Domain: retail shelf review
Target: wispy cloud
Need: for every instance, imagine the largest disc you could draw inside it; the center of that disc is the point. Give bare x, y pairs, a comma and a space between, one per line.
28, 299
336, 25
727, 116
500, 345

========================

__ABOUT THIS EXERCISE__
Transcribe only the trailing portion of the entries above: the line that contains "Need: for every" and each line after it.

__SOLVED PROBLEM__
Need: for every instance, imagine the largest disc you could draw inside it; the center of that disc is the point. Give bare x, y pairs, a comma and a space between, one per line.
28, 299
336, 25
727, 116
500, 345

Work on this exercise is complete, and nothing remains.